--- Data ---

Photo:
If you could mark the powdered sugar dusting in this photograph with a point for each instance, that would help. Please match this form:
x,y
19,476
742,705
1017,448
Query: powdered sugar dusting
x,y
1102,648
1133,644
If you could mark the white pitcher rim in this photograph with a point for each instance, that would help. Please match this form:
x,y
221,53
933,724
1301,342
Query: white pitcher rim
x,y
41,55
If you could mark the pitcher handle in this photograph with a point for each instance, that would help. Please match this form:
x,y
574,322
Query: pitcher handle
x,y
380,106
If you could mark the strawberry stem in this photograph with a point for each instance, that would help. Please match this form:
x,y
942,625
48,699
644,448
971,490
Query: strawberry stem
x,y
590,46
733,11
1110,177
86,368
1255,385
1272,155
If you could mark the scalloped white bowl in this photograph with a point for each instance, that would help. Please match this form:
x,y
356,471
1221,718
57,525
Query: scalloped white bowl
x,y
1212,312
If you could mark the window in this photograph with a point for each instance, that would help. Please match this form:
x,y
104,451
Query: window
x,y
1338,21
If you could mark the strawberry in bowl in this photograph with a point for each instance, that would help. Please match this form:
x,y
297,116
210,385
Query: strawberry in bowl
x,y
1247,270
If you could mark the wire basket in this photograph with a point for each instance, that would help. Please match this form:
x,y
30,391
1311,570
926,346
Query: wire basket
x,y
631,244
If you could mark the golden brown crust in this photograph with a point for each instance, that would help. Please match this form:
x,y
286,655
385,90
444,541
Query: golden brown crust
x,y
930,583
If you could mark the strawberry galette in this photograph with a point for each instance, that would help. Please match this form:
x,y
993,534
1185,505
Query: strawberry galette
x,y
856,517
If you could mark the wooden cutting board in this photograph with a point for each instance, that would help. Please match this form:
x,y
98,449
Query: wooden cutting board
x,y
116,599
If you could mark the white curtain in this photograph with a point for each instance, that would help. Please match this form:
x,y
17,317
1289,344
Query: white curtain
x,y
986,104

---

Problem description => Return all of the material above exactly as it stands.

Task response =>
Photo:
If you could mark the powdered sugar dusting in this photograph with a point for each instance, that would help. Please match this form:
x,y
19,476
742,705
1017,448
Query: powdered sugar dusting
x,y
1102,648
1133,644
If you could mark the white pitcher rim in this photograph with a point for each instance, that would help. Please match this form:
x,y
221,53
933,724
1301,342
Query: white pitcher rim
x,y
41,55
If you could mark the pitcher handle in this photograph with a point for each instance, that would help. Please match this form:
x,y
574,322
Query: pitcher handle
x,y
380,106
If you could mark the strawberry stem in this photograph with a point for each instance, that would help. Please match this form:
x,y
942,625
48,699
644,448
971,490
Query: strawberry stem
x,y
590,46
733,11
1110,177
86,368
1255,385
1272,155
If you could mark the scalloped white bowl in this photograph with a point for each instance, that would help. Please match this form:
x,y
356,471
1221,718
57,525
Query: scalloped white bowl
x,y
1212,312
If you could mark the window in this photograph with a point for each instance, that would help. Please match this form:
x,y
104,451
Query: window
x,y
1338,21
If you could mark the strawberry in bowl in this photograph with a point for each instance, that would help. Please match this form:
x,y
297,116
210,385
Query: strawberry in bowl
x,y
1247,270
If you could mark the wire basket in this photograph with a point for each instance, that would help. Please match this form:
x,y
30,391
1311,570
926,346
Query: wire basket
x,y
631,244
If you could mark the golden brown crust in this photograph with a point for each instance, that would help. Please match this form:
x,y
286,655
385,90
444,541
Query: golden brown crust
x,y
930,583
If you could mark the strawberry galette in this photograph with a point for each instance, that would help. Please match this form:
x,y
993,534
1185,505
Query: strawberry galette
x,y
856,517
If you could mark the wooden cutting board in this photograph with a point for each instance, that would help. Please match this form:
x,y
98,449
Query: wooden cutting board
x,y
116,599
If you could mark the white curtain in this photograph with a point for each instance, that would help. Please match this form:
x,y
17,317
1289,344
Query: white curtain
x,y
986,104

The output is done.